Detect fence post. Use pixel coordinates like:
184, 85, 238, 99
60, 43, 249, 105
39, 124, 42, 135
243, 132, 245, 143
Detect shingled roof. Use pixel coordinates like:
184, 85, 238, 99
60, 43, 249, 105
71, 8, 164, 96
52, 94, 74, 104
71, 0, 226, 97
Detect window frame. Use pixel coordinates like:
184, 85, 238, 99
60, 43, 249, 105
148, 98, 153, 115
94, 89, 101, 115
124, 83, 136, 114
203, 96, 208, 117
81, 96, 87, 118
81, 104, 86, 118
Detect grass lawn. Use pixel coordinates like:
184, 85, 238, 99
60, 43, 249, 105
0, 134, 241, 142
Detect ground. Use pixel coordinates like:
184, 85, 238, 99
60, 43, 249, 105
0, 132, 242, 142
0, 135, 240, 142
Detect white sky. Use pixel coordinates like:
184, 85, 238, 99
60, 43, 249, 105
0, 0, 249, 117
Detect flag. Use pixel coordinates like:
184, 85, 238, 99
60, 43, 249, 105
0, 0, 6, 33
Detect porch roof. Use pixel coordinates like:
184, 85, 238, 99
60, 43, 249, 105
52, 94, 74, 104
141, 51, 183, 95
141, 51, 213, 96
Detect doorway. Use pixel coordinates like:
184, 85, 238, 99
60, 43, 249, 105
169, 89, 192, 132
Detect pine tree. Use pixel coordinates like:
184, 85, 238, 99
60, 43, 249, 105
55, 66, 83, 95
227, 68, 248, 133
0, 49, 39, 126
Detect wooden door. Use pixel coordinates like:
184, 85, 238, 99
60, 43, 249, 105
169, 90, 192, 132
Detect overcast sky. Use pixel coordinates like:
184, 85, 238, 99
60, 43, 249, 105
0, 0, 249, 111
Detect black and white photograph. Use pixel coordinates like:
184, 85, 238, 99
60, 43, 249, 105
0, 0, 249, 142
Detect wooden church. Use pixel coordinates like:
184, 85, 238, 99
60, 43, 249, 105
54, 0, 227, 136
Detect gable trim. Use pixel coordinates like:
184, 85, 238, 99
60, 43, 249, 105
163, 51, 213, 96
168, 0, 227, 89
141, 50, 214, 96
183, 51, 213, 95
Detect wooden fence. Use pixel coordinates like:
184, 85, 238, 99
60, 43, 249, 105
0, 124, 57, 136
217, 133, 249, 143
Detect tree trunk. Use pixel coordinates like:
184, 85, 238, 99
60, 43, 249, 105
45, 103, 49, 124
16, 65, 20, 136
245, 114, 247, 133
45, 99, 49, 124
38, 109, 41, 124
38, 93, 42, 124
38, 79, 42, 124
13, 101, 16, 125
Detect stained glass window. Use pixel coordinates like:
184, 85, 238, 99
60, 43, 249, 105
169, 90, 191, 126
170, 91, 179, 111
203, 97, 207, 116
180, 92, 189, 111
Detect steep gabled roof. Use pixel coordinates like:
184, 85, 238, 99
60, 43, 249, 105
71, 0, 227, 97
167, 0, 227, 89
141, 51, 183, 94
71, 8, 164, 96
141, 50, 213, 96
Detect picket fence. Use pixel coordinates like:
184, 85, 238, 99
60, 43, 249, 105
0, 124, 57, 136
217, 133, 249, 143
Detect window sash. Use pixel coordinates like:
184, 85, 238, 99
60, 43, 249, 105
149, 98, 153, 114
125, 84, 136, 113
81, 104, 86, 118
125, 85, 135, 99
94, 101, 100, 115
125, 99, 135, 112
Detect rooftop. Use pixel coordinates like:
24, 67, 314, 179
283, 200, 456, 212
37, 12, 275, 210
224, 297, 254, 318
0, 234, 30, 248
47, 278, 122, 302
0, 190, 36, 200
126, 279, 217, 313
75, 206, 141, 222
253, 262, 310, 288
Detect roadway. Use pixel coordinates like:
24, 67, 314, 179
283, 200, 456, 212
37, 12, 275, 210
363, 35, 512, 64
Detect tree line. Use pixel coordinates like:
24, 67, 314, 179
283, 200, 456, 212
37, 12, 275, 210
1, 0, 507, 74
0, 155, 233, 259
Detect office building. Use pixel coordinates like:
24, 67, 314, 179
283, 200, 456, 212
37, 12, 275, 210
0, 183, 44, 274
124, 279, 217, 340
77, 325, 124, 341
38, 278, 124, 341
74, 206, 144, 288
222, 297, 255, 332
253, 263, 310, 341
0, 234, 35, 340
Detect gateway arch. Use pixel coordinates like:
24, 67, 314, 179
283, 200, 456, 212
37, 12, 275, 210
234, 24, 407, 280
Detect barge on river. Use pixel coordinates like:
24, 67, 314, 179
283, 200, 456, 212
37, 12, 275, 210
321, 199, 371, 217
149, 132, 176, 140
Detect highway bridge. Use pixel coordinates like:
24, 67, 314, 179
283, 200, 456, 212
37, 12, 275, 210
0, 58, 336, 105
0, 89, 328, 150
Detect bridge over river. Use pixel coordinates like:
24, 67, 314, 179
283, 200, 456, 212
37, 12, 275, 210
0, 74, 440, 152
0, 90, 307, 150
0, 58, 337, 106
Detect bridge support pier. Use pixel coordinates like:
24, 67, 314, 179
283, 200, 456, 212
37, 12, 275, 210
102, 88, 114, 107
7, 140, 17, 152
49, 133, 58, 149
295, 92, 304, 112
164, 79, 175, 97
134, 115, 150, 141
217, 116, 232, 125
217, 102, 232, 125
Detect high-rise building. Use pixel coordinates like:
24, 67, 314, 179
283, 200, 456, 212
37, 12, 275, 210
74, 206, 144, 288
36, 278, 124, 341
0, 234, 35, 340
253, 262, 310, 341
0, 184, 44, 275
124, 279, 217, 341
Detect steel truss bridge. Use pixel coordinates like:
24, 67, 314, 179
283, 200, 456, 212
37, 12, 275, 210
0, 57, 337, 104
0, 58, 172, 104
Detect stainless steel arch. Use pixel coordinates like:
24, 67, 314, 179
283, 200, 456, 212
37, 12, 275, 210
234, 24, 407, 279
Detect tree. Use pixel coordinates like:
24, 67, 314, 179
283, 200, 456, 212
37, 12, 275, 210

- Exercise details -
Out of the preceding entries, pull each line that contains the word "fence".

- Output of the exercise -
Detect fence post. Use pixel coordinates like:
Detect wooden fence. Use pixel coordinates like:
Detect picket fence. Use pixel coordinates like:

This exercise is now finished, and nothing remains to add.